[PROMPT]: Copy every line of the data below without changing anything.

[A block of data]:
start
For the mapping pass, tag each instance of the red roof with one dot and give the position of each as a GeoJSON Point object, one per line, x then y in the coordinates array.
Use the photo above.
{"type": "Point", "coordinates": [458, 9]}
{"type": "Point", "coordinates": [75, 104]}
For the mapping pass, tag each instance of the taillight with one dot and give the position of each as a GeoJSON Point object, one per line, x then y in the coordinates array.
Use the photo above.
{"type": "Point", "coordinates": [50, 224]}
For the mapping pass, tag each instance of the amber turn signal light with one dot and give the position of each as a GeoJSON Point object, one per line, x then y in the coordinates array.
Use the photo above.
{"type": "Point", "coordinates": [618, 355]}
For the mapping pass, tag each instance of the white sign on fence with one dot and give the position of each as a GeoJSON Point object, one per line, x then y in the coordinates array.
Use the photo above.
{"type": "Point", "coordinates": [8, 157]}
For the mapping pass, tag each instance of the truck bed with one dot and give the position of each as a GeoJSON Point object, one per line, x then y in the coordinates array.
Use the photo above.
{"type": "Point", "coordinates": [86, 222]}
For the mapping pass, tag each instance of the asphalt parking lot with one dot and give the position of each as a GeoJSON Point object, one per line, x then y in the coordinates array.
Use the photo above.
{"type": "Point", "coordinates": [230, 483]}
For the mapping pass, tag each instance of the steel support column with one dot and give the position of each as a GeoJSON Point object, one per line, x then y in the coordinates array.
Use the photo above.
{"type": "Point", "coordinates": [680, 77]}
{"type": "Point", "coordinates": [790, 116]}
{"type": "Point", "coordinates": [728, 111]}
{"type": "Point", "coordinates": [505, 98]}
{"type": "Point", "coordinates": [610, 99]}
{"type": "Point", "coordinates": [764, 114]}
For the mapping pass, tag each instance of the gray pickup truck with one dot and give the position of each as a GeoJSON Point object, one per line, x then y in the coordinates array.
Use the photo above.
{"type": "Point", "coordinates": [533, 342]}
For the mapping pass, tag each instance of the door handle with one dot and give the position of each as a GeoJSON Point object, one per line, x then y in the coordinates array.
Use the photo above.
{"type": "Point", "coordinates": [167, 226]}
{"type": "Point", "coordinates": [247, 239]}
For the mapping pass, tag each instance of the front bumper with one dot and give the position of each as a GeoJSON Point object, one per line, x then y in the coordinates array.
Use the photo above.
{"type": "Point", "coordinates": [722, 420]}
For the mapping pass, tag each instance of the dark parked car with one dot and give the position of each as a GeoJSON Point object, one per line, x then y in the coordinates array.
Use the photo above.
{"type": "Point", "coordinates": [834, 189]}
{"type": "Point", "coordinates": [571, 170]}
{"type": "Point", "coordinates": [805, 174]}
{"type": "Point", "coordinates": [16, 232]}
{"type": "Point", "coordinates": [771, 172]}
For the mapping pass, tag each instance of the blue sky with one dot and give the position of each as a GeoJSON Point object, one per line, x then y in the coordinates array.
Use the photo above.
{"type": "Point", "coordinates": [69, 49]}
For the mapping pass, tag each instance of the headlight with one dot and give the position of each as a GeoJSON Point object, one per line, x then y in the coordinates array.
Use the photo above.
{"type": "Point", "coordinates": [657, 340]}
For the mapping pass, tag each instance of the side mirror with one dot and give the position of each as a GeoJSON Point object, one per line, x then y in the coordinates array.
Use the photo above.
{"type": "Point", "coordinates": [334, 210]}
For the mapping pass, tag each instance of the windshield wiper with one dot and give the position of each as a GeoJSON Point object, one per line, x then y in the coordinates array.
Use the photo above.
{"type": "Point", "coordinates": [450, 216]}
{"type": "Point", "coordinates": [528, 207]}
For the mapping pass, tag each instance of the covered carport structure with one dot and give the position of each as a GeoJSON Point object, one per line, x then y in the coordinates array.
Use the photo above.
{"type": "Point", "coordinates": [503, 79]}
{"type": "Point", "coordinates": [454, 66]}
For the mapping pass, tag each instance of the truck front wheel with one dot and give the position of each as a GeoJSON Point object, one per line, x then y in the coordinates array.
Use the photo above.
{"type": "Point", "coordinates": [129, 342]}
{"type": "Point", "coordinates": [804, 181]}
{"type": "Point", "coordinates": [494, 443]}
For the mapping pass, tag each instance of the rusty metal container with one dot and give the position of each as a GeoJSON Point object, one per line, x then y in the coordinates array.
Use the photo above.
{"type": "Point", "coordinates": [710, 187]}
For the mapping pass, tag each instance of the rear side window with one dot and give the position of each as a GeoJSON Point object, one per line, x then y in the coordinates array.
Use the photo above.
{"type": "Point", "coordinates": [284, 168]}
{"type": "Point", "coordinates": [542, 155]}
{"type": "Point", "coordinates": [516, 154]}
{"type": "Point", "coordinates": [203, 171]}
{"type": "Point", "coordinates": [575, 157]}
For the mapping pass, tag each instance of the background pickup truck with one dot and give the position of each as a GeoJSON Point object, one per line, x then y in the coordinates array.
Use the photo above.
end
[FINAL RESULT]:
For the mapping pass, tag each instance of the red roof with one dot and give the position of each as a GeoJSON Point object, one per line, x then y in the coordinates array.
Use the photo above.
{"type": "Point", "coordinates": [458, 9]}
{"type": "Point", "coordinates": [75, 104]}
For the mapping pass, tag each instance of the taillight with one dot and give the position of each as a GeoJSON Point object, one per line, x then y in the coordinates array.
Use the photo above.
{"type": "Point", "coordinates": [50, 224]}
For the mapping pass, tag each instance of the amber turn signal light with one dot and give the position of each as a GeoJSON Point object, one per line, x then y in the coordinates array.
Use the photo above.
{"type": "Point", "coordinates": [618, 355]}
For the mapping pass, tag each instance of the white sign on fence with one dot and give the position of each as a GeoJSON Point object, one per line, x then y in the coordinates array.
Use the photo above.
{"type": "Point", "coordinates": [8, 157]}
For the mapping pass, tag each instance of the truck bed with one dot and give the position of each as a GeoJSON Point object, one per line, x then y in the coordinates array.
Use the photo above.
{"type": "Point", "coordinates": [86, 222]}
For the mapping pass, tag each instance of the asphalt parking lot with one dot and give the position of each as a GeoJSON Point object, one per line, x then y in the coordinates array.
Use the photo above.
{"type": "Point", "coordinates": [230, 483]}
For the mapping pass, tag each instance of the steel support column with one dot and give the position of each as a GeoJSON Point object, one per line, x then y in the coordinates array.
Use the photo above.
{"type": "Point", "coordinates": [680, 77]}
{"type": "Point", "coordinates": [790, 116]}
{"type": "Point", "coordinates": [728, 111]}
{"type": "Point", "coordinates": [505, 98]}
{"type": "Point", "coordinates": [610, 99]}
{"type": "Point", "coordinates": [764, 114]}
For the mapping pass, tag each instance of the gray pickup truck with one dot and give the position of each as a GeoJSON Point object, one per line, x then y in the coordinates array.
Use the photo above.
{"type": "Point", "coordinates": [533, 342]}
For the mapping pass, tag each instance of the door handle with one dot and give the position of each as a GeoJSON Point object, one per line, x then y in the coordinates array.
Use the photo above.
{"type": "Point", "coordinates": [167, 226]}
{"type": "Point", "coordinates": [247, 239]}
For the mapping pass, tag each instance of the front bumper with one dot and give the position of each as a GeoJSON Point object, one per line, x then y in the coordinates array.
Use the photo above.
{"type": "Point", "coordinates": [722, 420]}
For the mapping pass, tag each instance of the dark parked car with one dot and give the position of each as a GeoJSON Point object, one per line, x then y in the coordinates array.
Use the photo above.
{"type": "Point", "coordinates": [834, 189]}
{"type": "Point", "coordinates": [571, 170]}
{"type": "Point", "coordinates": [805, 174]}
{"type": "Point", "coordinates": [16, 232]}
{"type": "Point", "coordinates": [771, 172]}
For the mapping pass, tag each instance of the blue sky with one dot and give the position of each as a GeoJSON Point object, one per line, x then y in the coordinates array.
Use the photo above.
{"type": "Point", "coordinates": [69, 49]}
For the mapping pass, tag each instance of the headlight with one dot and give the position of each as a GeoJSON Point object, one per line, x then y in the coordinates array.
Use the photo above.
{"type": "Point", "coordinates": [657, 340]}
For the mapping pass, tag each instance of the side mirror with one dot and give the position of each as a GeoJSON Point object, one per line, x then y in the coordinates array.
Use the photo above.
{"type": "Point", "coordinates": [334, 210]}
For the mapping pass, tag each instance of the windshield wiper with one dot and give the position of each as a GeoJSON Point object, one per line, x then y in the coordinates array.
Use the photo above.
{"type": "Point", "coordinates": [450, 216]}
{"type": "Point", "coordinates": [528, 207]}
For the mapping pass, tag each instance of the covered carport structure with one dot and give the position of each as a GeoJSON Point object, one per line, x then y in the coordinates array.
Use the photo above.
{"type": "Point", "coordinates": [503, 79]}
{"type": "Point", "coordinates": [454, 66]}
For the mapping pass, tag each instance of the truck front wheel with one dot and give the position of each as a GeoJSON Point object, one per line, x then y in the coordinates array.
Use the photo above.
{"type": "Point", "coordinates": [129, 342]}
{"type": "Point", "coordinates": [804, 181]}
{"type": "Point", "coordinates": [494, 443]}
For the mapping pass, tag each instance of the rusty metal container with one dot and give the position of each as a GeoJSON Point object, one per line, x then y in the coordinates array.
Use the photo above.
{"type": "Point", "coordinates": [710, 187]}
For the mapping pass, tag each instance of the rear side window with one dot and give the position of each as a GeoJSON Point object, one per line, x then y in the coordinates array.
Use the photo above.
{"type": "Point", "coordinates": [284, 168]}
{"type": "Point", "coordinates": [542, 155]}
{"type": "Point", "coordinates": [516, 154]}
{"type": "Point", "coordinates": [203, 171]}
{"type": "Point", "coordinates": [575, 157]}
For the mapping pass, tag each instance of the background pickup truck with one dot and give the position of each as a GeoJSON Point object, one per line, x then y in the coordinates array.
Use the photo above.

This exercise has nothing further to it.